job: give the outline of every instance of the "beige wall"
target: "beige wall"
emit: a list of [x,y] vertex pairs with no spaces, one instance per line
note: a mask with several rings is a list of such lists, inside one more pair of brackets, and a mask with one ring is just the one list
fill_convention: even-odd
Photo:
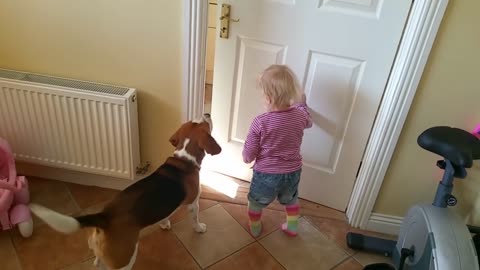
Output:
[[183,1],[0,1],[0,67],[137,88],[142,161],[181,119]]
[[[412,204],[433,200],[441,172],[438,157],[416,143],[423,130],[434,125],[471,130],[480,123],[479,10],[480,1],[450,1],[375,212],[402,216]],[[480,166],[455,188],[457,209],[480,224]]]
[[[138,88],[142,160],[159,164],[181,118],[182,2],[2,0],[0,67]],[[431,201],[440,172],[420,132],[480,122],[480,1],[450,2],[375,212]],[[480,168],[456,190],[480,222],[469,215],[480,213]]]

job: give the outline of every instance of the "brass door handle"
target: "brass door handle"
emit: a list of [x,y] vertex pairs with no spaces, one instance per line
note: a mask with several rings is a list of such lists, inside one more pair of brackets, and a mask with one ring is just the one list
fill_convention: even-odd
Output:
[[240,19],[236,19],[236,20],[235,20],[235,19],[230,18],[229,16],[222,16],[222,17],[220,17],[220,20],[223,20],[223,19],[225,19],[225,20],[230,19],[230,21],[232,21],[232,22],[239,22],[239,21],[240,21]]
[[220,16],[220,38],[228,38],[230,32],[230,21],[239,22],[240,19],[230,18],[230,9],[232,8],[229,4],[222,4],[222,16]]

(Exercise) Nothing but a number is expected: how many lines in the data above hold the word "brass".

(Expected answer) 2